[Opening Excerpted data section]
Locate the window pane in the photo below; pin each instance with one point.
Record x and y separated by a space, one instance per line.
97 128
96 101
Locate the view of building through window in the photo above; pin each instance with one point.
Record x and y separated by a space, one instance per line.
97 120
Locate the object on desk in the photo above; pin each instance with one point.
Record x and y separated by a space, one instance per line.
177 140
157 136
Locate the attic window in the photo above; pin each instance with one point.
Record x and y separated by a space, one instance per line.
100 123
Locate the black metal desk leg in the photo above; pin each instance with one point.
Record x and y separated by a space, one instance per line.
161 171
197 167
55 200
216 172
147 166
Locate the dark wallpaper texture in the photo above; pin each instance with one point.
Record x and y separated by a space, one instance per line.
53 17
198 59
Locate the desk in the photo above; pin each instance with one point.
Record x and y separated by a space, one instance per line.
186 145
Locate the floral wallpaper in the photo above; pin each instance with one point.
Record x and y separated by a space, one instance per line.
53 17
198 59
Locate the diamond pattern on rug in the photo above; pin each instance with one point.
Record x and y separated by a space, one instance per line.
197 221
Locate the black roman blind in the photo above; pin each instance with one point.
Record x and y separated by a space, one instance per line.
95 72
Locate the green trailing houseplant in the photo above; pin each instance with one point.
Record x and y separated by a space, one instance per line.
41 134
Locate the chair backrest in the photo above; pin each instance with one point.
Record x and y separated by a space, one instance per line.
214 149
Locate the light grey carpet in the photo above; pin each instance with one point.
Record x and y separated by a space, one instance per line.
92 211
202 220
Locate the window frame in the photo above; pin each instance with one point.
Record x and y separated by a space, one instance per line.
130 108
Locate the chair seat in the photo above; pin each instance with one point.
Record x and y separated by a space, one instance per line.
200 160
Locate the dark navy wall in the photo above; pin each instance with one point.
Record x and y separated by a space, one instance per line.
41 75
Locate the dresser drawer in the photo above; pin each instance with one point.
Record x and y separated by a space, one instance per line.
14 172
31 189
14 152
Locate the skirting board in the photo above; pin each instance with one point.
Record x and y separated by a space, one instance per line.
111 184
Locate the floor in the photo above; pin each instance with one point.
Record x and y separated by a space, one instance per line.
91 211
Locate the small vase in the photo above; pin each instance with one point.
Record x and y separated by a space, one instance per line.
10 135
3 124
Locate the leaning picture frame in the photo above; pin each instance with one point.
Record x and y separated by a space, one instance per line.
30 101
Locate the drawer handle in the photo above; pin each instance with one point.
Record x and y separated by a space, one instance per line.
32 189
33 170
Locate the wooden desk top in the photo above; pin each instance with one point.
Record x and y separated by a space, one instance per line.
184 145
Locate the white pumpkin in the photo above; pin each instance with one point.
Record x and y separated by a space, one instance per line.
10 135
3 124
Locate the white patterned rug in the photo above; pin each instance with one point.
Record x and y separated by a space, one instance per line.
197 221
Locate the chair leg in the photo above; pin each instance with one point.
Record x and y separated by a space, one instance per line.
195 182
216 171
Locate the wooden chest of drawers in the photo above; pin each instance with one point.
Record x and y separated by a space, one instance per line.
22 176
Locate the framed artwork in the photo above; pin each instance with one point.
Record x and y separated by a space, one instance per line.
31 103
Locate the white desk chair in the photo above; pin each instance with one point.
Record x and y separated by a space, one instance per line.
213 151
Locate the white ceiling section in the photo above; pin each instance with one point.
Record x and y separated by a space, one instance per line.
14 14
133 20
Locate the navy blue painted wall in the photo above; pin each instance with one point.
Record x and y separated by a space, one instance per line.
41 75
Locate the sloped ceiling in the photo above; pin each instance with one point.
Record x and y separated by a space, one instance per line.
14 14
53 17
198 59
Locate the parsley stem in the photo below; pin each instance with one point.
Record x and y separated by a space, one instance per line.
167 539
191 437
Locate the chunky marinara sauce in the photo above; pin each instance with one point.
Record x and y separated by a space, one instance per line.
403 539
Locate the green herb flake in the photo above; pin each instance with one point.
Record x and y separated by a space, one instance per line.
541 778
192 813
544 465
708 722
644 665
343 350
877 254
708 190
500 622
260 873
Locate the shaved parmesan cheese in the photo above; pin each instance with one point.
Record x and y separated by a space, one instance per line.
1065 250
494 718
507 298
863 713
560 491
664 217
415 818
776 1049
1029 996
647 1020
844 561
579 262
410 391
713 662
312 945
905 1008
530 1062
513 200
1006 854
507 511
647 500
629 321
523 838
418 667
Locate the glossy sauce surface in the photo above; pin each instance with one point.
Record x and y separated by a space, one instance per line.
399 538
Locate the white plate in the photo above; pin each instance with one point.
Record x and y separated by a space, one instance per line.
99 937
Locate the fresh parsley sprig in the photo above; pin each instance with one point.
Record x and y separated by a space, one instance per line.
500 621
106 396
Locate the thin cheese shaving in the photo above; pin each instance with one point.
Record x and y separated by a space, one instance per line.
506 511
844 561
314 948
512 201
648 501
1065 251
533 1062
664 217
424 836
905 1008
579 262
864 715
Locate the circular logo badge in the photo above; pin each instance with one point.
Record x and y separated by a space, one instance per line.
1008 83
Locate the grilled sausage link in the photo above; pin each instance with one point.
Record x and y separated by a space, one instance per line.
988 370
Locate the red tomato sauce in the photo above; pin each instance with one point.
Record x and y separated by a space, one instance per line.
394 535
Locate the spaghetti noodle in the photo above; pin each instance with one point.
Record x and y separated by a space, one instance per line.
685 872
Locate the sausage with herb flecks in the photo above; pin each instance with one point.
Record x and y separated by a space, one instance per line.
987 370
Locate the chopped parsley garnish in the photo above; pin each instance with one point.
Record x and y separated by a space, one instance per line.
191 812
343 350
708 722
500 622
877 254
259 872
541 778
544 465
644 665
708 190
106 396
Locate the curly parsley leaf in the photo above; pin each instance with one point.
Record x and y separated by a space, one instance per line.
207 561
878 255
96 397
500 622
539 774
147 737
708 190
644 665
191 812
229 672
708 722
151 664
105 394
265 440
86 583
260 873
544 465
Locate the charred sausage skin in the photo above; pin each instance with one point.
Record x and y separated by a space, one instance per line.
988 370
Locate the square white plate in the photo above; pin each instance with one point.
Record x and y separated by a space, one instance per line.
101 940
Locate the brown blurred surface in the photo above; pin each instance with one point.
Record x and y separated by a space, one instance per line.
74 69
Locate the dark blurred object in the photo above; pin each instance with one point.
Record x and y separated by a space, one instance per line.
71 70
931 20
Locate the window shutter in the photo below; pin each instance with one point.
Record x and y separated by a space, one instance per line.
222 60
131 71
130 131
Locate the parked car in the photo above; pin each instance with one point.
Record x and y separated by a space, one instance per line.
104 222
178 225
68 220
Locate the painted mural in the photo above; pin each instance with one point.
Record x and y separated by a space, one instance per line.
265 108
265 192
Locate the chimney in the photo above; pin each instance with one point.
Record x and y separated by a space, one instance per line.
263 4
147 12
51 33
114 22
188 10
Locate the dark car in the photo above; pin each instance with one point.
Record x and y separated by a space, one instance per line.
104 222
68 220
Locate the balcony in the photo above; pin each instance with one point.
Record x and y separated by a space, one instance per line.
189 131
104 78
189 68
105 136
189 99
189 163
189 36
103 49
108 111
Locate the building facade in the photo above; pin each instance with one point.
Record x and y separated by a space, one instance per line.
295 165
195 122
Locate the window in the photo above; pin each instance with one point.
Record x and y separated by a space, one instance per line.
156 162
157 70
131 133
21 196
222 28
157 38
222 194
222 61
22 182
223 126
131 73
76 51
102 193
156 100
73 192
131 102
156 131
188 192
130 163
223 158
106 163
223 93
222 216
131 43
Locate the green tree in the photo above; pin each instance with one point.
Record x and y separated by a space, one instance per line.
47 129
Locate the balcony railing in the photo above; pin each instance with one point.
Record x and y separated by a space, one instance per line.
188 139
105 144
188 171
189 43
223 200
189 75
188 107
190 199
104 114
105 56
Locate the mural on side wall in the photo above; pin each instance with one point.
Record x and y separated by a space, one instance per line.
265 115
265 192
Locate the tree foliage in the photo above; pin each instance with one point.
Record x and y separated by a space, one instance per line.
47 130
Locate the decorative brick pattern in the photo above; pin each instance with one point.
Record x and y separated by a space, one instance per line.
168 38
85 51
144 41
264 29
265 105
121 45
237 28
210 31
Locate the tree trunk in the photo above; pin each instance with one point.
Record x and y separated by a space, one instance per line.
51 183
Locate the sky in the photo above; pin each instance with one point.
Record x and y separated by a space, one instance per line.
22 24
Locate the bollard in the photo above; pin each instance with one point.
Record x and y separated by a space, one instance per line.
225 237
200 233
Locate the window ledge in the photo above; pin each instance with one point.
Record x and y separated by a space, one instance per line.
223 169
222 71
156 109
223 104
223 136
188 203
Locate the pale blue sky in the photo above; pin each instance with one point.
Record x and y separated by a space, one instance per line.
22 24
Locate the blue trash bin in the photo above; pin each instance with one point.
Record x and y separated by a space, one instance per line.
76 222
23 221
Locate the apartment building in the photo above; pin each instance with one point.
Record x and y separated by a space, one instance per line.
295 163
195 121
[Closing Excerpted data section]
• _What is required_:
Using the records above, work out how many lines hold the string "herb"; answer with that number alone.

• _Written reply_:
2